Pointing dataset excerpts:
————————

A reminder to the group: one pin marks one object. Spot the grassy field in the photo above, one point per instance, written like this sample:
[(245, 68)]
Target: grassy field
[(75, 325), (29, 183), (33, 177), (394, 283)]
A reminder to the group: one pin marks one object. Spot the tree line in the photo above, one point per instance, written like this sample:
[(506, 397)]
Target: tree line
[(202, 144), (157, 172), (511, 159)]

————————

[SET EXERCISE]: Please reproduce the material above line for line, without any changes.

[TASK OUTPUT]:
A reminder to the group: one pin marks one object. Spot the grassy field in the photo above, one point per instance, written like this sample:
[(245, 68)]
Target: grassy field
[(75, 325), (29, 183), (33, 177), (394, 283)]
A reminder to the group: one pin marks one object. Spot the tree line in the photo above, one point per instance, written like this sample:
[(506, 397)]
Target: tree line
[(202, 144), (157, 172), (511, 159)]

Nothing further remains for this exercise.